---- Dataset entries

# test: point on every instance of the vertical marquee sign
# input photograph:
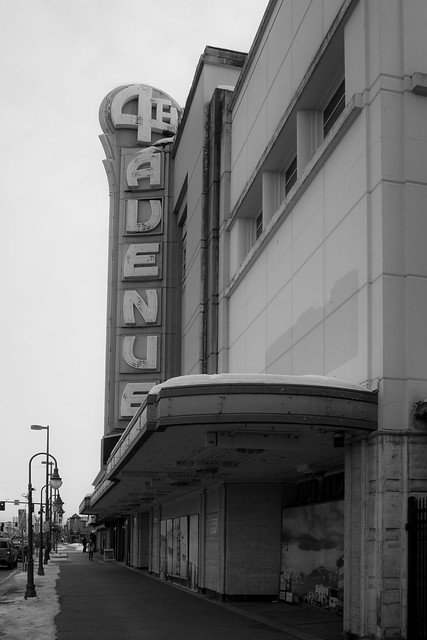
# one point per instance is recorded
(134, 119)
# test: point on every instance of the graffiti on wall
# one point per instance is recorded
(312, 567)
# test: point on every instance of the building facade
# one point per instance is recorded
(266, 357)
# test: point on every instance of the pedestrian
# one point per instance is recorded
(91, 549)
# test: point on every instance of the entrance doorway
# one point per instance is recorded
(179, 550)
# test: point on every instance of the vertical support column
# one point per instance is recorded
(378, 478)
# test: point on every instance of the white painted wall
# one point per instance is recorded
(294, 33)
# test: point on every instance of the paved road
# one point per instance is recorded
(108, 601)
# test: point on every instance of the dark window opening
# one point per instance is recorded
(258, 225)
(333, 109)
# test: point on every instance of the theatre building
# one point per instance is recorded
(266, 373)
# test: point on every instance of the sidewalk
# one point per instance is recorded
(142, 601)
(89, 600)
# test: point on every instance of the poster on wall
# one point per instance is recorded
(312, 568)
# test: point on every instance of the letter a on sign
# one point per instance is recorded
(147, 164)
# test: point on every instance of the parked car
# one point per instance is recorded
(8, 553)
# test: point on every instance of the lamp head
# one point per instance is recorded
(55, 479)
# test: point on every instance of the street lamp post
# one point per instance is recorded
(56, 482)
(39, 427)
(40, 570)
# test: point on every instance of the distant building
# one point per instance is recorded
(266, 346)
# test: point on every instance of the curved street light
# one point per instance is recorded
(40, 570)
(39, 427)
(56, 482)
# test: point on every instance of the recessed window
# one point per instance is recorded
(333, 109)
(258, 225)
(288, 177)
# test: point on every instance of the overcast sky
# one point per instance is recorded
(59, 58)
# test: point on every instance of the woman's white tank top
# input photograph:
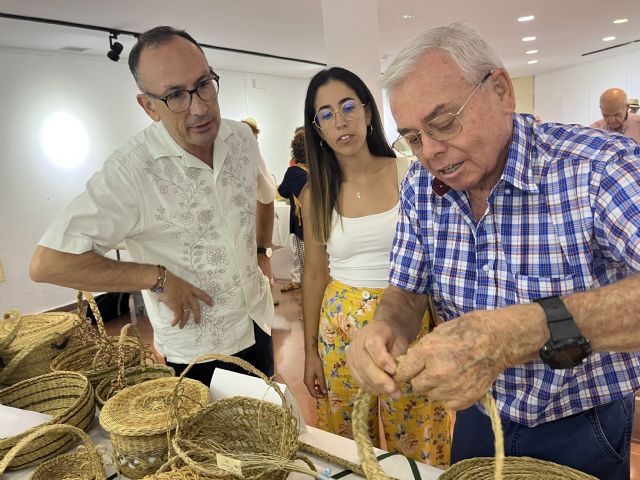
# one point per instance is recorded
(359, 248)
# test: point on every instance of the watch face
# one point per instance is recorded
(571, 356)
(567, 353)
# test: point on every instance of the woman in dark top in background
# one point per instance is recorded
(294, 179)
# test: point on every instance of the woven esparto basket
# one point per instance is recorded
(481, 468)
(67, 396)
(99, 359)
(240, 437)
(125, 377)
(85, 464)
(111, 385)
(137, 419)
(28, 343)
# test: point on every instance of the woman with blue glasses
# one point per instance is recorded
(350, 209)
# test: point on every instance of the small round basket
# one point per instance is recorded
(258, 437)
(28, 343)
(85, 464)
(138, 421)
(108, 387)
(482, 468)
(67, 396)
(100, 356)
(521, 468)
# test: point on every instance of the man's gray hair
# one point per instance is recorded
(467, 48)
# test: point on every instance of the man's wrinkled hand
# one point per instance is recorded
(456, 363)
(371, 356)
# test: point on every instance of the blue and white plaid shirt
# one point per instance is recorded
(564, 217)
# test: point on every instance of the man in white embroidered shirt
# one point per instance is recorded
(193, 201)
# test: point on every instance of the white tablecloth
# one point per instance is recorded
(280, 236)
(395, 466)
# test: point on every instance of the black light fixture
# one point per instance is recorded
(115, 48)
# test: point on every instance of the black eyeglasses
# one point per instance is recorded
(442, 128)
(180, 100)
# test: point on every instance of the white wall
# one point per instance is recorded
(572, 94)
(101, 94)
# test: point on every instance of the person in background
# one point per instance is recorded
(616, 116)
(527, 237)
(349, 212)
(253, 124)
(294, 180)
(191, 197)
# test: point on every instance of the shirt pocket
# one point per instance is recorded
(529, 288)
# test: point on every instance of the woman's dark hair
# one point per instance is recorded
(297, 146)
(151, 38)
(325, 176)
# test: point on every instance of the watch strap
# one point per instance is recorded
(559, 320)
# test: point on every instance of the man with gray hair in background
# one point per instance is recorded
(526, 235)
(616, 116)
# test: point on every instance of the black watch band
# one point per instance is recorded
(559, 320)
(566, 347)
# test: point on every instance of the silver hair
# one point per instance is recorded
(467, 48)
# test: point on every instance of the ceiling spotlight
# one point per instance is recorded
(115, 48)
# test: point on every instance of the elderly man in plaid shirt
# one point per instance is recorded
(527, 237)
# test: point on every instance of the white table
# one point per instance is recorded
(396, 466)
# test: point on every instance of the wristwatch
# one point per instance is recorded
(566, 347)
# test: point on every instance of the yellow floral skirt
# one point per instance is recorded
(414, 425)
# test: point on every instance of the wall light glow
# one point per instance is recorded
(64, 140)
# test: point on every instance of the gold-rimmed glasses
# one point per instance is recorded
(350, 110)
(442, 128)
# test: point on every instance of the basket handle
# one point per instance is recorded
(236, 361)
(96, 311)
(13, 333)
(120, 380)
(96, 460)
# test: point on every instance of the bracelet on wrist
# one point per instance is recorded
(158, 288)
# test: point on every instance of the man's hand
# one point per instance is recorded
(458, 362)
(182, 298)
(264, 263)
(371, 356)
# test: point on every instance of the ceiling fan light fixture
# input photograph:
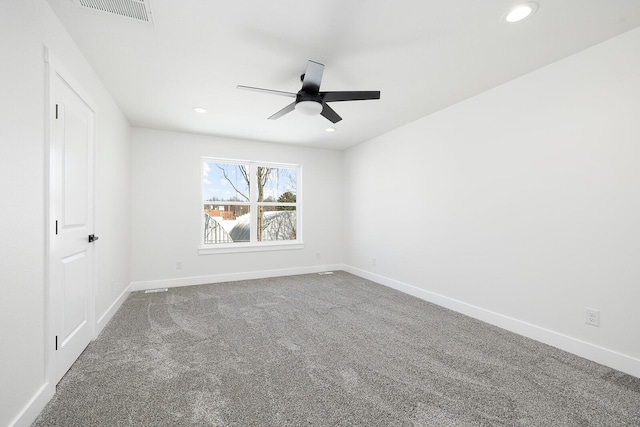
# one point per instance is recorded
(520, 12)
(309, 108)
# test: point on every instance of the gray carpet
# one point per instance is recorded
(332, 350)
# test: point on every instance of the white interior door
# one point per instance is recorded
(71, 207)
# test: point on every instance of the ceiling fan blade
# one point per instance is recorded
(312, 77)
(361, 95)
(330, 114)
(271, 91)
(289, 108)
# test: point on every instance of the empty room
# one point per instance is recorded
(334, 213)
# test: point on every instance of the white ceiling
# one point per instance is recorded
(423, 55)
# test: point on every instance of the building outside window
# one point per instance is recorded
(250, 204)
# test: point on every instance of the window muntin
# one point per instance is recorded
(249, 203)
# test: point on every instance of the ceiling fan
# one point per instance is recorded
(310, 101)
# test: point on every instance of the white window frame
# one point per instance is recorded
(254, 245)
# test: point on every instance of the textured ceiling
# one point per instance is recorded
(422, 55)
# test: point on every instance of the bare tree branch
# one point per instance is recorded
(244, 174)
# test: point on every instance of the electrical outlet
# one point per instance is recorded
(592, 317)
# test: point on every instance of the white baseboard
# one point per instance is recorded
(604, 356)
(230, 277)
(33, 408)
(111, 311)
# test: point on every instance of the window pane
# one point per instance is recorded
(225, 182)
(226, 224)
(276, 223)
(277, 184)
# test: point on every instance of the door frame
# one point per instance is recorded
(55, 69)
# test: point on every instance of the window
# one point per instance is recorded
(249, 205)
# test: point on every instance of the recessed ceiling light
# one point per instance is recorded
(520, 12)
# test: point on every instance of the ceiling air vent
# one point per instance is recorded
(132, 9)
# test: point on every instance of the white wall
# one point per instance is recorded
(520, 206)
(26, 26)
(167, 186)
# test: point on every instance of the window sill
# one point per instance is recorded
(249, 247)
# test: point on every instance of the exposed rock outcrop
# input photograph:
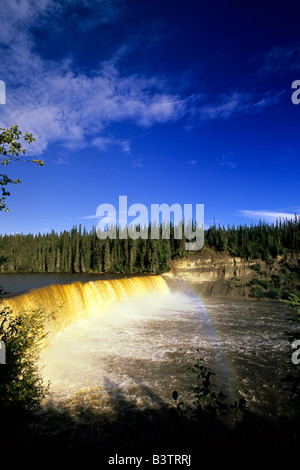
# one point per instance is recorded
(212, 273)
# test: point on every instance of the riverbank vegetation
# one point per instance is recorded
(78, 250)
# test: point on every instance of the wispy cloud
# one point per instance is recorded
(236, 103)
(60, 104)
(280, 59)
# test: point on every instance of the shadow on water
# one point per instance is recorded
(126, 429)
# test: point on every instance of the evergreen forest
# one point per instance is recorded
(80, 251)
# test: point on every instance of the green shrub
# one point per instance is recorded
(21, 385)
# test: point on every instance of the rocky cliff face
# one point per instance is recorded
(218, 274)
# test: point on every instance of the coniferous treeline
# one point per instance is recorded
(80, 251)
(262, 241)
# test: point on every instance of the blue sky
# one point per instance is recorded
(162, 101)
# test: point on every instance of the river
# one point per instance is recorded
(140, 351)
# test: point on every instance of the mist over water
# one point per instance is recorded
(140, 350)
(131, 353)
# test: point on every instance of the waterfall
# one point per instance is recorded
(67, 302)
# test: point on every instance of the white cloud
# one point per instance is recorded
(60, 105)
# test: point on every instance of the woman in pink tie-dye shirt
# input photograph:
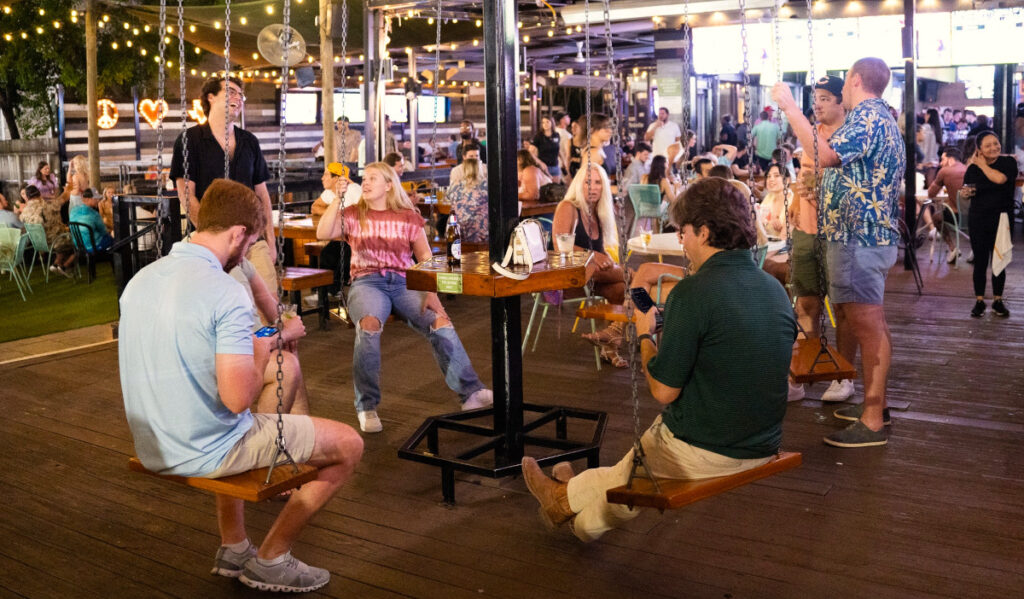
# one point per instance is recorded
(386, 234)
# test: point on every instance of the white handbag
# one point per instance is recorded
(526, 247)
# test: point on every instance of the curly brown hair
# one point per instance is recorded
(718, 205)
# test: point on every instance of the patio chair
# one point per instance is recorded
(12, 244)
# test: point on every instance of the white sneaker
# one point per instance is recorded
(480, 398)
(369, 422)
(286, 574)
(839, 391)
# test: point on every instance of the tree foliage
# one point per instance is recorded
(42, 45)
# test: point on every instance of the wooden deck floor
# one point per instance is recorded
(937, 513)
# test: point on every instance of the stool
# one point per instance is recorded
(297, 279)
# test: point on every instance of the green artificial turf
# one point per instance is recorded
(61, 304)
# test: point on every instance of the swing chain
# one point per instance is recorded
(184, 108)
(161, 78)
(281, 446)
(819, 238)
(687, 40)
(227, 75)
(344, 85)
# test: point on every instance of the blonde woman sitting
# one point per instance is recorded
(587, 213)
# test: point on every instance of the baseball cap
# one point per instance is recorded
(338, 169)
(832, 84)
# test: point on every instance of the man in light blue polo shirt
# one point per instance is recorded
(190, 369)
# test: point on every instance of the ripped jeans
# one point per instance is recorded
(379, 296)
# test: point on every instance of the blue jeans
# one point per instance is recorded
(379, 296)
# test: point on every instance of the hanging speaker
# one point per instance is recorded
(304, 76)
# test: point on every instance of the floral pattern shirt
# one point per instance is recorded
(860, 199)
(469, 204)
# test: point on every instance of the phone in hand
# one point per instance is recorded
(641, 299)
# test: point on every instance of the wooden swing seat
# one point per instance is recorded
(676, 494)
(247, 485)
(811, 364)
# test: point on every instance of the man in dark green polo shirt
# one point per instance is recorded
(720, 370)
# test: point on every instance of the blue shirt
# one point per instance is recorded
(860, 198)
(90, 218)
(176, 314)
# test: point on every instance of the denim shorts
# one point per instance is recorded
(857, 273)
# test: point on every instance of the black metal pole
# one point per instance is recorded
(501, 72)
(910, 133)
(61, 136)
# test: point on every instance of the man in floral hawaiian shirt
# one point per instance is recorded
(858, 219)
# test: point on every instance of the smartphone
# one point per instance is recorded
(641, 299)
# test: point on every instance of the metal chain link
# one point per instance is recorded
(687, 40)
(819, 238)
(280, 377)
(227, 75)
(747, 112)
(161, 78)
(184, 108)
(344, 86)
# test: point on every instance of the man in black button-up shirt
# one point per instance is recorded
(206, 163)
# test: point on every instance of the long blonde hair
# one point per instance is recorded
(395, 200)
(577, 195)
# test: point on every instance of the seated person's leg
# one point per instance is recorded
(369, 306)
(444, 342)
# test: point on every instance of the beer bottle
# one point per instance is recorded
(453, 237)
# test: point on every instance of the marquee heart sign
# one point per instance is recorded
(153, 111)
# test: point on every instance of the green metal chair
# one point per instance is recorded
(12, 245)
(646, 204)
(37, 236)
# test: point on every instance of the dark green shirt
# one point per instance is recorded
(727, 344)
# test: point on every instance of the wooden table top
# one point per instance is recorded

--------

Your task
Quote exactly what appears from the line containing "# test: point on every instance of the man in black" through the final line of the listing above, including both of those lines.

Correct output
# test: point on every instance of the man in black button-up shirt
# one point per instance is recorded
(206, 163)
# test: point on every instance of the long blonde hair
# one point per instance is recorded
(395, 200)
(577, 195)
# test: point on every instance of the seated person's leg
# one point per instance is recorded
(369, 306)
(444, 342)
# test: point on every instance of the beer bottle
# one point per instance is recorded
(453, 237)
# test: point on every instance of the marquee heart sign
# one point per instance is recorded
(153, 111)
# test: point on every instance of the green metal chair
# one point per instance is recorded
(12, 245)
(646, 204)
(37, 236)
# test: point on every instance of the dark green shirt
# one point per instance is recorded
(727, 344)
# test: point on every instance of the wooden table top
# one point per instance is recorded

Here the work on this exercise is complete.